- GIVEN RECORDS -
###
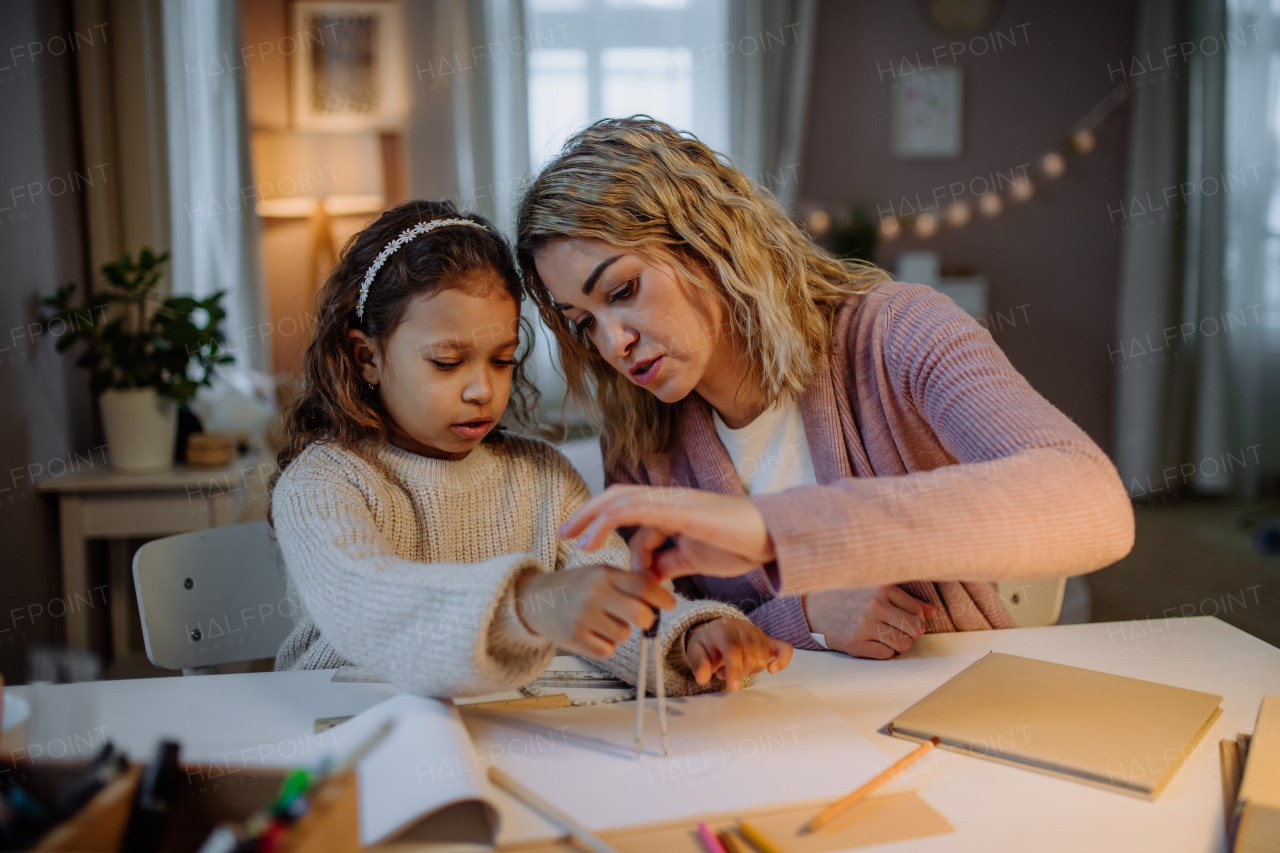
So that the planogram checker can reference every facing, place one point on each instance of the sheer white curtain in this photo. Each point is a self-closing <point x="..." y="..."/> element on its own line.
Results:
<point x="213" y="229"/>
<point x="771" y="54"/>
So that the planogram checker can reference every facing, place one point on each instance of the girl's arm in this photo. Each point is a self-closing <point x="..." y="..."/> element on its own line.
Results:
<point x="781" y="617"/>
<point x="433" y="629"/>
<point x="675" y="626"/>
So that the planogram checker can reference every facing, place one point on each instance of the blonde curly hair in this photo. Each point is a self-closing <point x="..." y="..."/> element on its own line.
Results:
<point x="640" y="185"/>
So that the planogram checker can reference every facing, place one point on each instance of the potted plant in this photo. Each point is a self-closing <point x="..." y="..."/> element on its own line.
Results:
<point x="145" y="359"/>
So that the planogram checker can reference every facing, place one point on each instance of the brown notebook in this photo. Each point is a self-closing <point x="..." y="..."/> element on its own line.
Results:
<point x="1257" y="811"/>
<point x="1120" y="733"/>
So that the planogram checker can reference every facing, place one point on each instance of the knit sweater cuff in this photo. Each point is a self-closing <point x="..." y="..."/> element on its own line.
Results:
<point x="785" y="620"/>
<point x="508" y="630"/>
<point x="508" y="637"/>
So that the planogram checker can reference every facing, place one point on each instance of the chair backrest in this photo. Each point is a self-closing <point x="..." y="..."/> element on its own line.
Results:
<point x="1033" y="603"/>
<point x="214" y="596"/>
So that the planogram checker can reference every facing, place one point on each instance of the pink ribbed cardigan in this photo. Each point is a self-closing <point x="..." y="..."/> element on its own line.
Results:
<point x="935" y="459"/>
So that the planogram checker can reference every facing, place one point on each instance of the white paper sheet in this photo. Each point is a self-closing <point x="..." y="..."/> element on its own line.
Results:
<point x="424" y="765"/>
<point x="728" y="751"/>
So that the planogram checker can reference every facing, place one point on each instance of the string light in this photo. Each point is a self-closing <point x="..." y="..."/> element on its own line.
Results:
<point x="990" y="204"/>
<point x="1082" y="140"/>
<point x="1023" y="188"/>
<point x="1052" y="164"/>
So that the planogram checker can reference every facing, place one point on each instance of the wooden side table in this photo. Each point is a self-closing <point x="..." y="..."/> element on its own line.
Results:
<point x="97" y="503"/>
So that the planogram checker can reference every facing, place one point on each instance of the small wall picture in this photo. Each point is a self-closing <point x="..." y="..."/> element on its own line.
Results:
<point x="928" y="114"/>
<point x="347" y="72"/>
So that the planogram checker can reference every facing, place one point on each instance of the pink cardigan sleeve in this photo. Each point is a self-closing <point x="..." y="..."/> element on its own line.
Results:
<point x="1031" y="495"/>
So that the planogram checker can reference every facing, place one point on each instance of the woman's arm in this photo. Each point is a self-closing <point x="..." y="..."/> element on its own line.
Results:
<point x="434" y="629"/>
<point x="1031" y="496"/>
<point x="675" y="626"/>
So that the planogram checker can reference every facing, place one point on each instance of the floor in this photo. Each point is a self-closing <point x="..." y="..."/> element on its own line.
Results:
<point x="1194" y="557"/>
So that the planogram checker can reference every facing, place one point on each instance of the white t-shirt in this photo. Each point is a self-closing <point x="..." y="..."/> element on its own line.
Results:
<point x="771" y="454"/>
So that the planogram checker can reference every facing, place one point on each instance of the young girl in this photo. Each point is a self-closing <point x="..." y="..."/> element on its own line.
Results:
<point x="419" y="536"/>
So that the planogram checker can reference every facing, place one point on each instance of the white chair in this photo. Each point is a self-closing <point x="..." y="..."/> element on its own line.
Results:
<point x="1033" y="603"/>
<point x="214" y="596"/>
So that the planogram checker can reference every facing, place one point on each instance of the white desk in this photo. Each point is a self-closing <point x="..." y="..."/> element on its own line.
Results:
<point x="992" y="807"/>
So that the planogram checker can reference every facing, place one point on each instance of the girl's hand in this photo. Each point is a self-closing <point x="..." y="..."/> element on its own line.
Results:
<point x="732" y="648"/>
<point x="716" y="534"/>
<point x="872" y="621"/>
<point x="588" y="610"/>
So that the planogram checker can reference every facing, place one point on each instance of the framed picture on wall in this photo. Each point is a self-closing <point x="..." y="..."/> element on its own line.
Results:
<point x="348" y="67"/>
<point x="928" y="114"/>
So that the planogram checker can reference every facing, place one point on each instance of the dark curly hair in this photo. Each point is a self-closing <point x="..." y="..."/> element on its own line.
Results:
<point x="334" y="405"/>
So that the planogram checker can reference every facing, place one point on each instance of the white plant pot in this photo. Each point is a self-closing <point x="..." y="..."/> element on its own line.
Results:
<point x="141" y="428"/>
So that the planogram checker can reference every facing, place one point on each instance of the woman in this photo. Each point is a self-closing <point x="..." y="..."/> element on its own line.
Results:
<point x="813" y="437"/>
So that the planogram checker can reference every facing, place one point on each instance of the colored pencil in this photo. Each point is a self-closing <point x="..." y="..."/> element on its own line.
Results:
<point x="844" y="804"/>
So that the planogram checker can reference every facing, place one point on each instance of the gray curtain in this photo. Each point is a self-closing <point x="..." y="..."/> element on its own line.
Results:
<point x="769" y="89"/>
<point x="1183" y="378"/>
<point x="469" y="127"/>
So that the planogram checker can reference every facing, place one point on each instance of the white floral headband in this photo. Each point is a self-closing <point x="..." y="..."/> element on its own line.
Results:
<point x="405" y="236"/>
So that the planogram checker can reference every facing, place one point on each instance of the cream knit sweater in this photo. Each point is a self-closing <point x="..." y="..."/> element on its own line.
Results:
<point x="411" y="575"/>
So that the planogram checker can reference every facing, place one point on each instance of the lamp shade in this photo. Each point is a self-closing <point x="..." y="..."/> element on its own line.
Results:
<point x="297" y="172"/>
###
- REQUIRED WORK -
For the listing above, state how many lines hold the string "cardigan", giving the number alone.

- RESPONSE AREA -
2